GOAL A:
Based on the passage on the socialist Internationals below, decide whether each statement agrees with it: (i) the First International was wound up in 1876; (ii) Marx moved the headquarters of the First International to London; (iii) the Second International was a tightly centralized body. Answer yes or no for each, quoting the deciding words of the passage.

- - - - -

In 1864 Marx and Engels, in co-operation with British and exiled continental labour leaders, founded the International Workingmen’s Association, generally known as the First International. It was a largely ineffectual committee split between British reformists, the more radical continentals, and various anarchist groups. Marx moved its headquarters to New York to remove the anarchists. It was eventually wound up in 1876.

By the end of the 19th century Marxist socialism had become the leading ideology of all working-class parties in industrial countries, with the exception of the labour movements in the Anglo-Saxon countries, where it never established itself.

The transformation of socialism from a doctrine held by a relatively small number of intellectuals and activists into the ideology of the new mass working-class parties coincided with the industrialization of Europe and the growth of the proletariat between 1870 and 1890. Most European socialist or social democratic (the terms were interchangeable) parties were created in those years and, in 1889, their representatives met in Paris to celebrate the centenary of the French Revolution, and form a new association, the Second International, to replace the First. While each party was centralized and nationally- based, the International was a loosely organized confederation, upholding a form of Marxism popularized by Engels, August Bebel, the leader of the German Social Democratic Party (SPD), and Karl Kautsky, its chief theorist. Following Marx, they held that capitalist relations would eliminate small producers until only two antagonistic classes, capitalists and workers, would face each other. A major economic crisis would eventually open the way to socialism and the common ownership of the means of production.

- - - - -

GOAL B:
Pull out every line of the records that contains the string "lettering", and copy each one in full.

Rows from an object pointing dataset

- - - - -

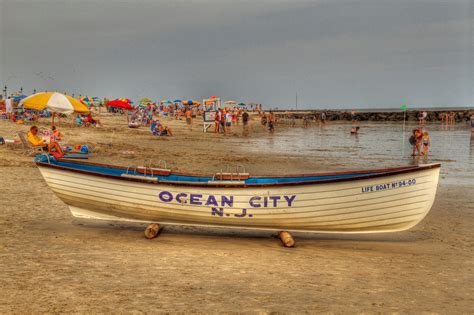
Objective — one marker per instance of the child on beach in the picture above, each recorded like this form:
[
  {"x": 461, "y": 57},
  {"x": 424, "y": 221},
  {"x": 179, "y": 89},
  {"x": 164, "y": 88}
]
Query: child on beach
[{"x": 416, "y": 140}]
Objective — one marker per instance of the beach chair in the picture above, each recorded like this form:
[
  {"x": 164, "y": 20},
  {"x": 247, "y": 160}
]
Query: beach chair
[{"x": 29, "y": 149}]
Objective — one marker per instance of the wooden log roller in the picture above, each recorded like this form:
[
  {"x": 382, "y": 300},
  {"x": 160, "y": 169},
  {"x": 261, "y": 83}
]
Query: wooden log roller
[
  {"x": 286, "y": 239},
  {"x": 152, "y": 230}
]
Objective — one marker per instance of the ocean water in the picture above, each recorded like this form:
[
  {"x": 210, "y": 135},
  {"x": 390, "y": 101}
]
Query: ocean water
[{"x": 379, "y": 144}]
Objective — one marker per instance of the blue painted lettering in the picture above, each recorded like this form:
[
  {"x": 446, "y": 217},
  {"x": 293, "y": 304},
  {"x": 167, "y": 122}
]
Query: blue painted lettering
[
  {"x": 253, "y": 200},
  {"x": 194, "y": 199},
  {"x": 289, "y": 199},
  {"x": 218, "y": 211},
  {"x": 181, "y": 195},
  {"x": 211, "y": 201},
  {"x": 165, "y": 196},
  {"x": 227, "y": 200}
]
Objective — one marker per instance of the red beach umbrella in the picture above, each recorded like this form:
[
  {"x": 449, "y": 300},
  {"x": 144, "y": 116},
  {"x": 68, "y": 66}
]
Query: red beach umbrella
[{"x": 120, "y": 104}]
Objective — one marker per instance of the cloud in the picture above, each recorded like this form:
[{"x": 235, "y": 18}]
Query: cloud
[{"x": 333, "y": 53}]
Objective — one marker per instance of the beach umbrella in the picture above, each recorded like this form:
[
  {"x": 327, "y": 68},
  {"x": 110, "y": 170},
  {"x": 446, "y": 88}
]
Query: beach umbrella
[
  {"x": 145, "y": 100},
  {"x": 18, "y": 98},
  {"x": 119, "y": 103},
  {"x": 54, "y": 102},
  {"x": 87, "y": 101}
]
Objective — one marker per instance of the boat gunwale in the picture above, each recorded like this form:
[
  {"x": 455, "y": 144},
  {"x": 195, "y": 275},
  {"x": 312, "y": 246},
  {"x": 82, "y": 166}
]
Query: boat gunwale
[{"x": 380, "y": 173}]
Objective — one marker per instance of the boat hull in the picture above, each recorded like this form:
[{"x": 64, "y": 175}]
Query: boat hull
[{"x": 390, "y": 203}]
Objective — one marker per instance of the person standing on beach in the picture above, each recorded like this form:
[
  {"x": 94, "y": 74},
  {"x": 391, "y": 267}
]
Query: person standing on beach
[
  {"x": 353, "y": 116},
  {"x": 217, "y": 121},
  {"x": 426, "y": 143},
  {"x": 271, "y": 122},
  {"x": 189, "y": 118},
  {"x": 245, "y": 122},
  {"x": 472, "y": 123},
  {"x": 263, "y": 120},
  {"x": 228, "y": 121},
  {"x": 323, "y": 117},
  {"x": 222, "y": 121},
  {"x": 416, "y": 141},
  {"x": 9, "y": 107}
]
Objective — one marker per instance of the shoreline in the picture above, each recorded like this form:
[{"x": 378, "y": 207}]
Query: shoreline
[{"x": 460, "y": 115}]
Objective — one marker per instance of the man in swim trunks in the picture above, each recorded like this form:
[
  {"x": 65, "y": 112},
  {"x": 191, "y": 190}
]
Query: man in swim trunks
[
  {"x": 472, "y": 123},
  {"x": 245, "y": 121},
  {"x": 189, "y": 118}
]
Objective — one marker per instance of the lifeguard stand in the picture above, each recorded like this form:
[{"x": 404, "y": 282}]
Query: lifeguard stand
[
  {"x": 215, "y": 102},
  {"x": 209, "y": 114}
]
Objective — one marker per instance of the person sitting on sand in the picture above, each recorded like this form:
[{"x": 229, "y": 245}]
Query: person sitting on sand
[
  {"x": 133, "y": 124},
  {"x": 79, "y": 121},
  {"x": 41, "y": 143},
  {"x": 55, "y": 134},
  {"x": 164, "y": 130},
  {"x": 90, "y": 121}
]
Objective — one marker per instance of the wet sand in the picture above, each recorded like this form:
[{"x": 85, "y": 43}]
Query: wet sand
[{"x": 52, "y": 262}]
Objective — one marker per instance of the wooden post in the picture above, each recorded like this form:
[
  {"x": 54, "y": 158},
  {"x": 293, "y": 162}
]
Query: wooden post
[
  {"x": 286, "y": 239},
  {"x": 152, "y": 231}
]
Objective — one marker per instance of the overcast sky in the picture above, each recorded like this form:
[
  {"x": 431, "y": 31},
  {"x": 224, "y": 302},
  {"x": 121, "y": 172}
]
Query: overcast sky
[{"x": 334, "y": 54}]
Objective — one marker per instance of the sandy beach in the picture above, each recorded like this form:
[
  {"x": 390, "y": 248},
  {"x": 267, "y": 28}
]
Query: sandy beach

- - - - -

WRITTEN REPLY A:
(i) Yes: "It was eventually wound up in 1876."
(ii) No: "Marx moved its headquarters to New York to remove the anarchists."
(iii) No: "the International was a loosely organized confederation"

WRITTEN REPLY B:
Objective — one marker per instance of the blue painted lettering in the picture above, each recorded like this form:
Query: blue painted lettering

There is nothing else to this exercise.